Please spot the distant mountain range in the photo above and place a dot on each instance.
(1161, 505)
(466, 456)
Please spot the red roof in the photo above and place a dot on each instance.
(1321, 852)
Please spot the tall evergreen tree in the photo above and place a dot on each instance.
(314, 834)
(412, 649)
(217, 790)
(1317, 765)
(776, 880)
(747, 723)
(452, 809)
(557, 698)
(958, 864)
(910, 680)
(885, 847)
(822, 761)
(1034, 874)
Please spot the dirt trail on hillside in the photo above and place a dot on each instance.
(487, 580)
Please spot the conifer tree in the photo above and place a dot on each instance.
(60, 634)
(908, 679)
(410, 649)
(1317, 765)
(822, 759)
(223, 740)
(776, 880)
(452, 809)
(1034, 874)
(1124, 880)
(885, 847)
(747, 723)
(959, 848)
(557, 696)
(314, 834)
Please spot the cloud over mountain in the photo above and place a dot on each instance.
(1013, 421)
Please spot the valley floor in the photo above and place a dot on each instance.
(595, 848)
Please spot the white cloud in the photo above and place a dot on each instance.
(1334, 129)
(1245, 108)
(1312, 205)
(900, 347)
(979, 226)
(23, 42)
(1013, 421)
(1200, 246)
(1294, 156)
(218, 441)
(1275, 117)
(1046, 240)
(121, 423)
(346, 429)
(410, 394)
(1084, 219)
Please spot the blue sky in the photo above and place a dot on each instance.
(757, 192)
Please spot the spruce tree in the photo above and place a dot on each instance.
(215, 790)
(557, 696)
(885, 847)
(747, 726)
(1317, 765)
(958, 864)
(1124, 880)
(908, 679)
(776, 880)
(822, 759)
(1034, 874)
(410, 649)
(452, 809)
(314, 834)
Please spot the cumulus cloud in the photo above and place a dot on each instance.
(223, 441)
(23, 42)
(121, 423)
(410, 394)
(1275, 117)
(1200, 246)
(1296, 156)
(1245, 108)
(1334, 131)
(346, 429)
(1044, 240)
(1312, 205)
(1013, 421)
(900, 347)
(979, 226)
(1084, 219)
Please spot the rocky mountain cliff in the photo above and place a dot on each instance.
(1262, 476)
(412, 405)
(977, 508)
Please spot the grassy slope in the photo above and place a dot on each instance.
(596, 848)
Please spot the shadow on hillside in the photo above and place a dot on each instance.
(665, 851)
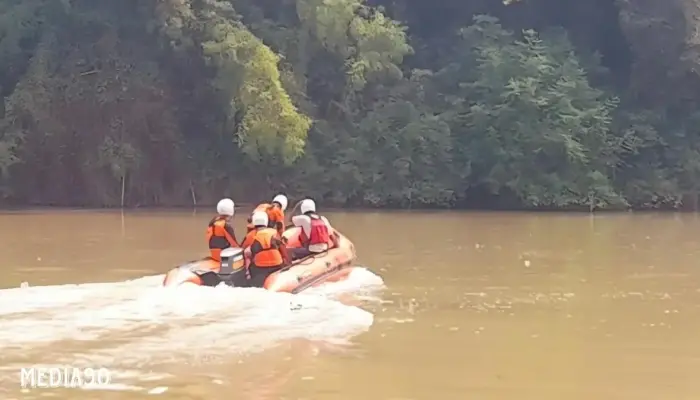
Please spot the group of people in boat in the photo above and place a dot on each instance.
(267, 247)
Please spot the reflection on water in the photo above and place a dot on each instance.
(487, 306)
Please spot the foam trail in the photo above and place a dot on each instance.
(137, 325)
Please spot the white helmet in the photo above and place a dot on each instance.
(225, 207)
(308, 205)
(282, 199)
(259, 218)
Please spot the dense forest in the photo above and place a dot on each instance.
(395, 103)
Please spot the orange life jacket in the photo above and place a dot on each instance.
(265, 250)
(275, 217)
(219, 237)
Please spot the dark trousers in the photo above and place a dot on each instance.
(258, 275)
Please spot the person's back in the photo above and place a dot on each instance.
(220, 234)
(317, 234)
(275, 213)
(267, 251)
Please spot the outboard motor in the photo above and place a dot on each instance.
(232, 267)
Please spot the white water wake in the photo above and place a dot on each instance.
(137, 326)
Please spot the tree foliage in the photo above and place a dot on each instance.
(534, 103)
------------
Could you copy exactly the lines from the one containing "Please spot the person's" through the end of the records above, and nothing more?

[Exercise result]:
Please spot the person's back in the photo above and place a dot on each instance.
(220, 234)
(317, 234)
(275, 213)
(267, 251)
Please spot the outboard motor in the photo above and place a dot on each instance.
(232, 267)
Please spot the white water wake in the photo above and place a dot on each instance.
(137, 326)
Please spot the tree foliage in the photo above and place a dot on each instance.
(534, 103)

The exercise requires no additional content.